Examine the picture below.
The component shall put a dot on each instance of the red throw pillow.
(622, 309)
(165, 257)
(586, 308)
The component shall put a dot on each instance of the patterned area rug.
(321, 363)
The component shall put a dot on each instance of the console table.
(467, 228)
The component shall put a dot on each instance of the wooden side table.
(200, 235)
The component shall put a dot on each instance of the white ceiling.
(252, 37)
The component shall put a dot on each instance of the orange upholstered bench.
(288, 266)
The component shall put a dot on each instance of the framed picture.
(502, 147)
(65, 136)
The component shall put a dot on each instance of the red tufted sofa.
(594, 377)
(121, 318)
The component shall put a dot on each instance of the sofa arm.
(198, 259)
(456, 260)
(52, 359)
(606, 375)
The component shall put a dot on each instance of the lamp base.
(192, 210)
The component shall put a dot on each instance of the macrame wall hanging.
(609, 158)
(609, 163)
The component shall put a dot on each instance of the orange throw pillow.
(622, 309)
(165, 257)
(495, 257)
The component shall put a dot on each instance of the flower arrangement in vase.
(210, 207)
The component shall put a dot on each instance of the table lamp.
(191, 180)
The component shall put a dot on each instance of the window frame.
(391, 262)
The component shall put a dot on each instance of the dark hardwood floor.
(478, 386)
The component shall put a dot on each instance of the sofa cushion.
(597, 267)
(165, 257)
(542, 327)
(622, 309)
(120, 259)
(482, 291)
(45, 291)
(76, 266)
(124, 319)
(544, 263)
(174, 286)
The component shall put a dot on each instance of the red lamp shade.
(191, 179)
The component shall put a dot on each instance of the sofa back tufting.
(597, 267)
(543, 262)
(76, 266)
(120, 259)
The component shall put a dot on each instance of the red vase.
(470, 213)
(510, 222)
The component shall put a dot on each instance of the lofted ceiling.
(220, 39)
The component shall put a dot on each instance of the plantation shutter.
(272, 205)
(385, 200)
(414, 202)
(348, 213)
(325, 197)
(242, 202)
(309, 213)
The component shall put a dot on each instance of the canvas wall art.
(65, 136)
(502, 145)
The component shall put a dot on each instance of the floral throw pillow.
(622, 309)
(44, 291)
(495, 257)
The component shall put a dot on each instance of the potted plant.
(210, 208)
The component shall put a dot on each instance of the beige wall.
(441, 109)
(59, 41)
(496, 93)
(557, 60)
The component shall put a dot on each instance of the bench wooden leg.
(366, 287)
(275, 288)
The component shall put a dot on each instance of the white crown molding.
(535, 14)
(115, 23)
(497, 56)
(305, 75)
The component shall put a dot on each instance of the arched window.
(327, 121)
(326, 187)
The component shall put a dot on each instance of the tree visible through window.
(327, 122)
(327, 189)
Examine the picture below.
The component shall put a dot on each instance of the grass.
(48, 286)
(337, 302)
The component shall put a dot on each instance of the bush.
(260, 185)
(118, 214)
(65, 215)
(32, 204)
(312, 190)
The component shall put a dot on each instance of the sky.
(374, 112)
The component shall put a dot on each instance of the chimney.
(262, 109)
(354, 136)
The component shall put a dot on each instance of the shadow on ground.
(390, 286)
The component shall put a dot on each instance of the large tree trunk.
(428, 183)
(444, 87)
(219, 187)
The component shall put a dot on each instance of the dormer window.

--- --- ---

◆ Problem requirements ◆
Only the lines from the one bearing "canvas wall art." through the end of the entries above belong in the answer, each one exactly as given.

◆ Reply ◆
The component shall put a dot on each instance of the canvas wall art.
(65, 136)
(502, 145)
The component shall put a dot on each instance of the floral throw pillow.
(622, 309)
(44, 291)
(495, 257)
The component shall put a dot on each instance of the potted plant.
(210, 208)
The component shall put a dot on each instance of the beige wall.
(441, 109)
(59, 41)
(496, 93)
(557, 60)
The component shall put a dot on each instance of the bench wooden leg.
(366, 287)
(275, 288)
The component shall put a dot on each instance of the white crown molding.
(535, 14)
(115, 23)
(497, 56)
(305, 75)
The component shall put a dot on each instance of the arched window.
(327, 121)
(326, 187)
The component shall put a dot on each instance of the tree visible through window.
(327, 122)
(327, 189)
Examine the picture below.
The component shall put a dot on each instance of the grass.
(48, 286)
(337, 302)
The component shall put a dot on each instance of the bush.
(260, 185)
(118, 214)
(65, 215)
(32, 204)
(312, 190)
The component shall put a dot on each instance of the sky.
(374, 112)
The component shall put a dot on each instance of the chimney.
(262, 109)
(354, 136)
The component shall put a dot on each instance of the shadow on ground.
(390, 286)
The component shall put a dot on each instance of the large tree trunk.
(428, 183)
(444, 87)
(219, 187)
The component shall put a dot on each instance of the dormer window.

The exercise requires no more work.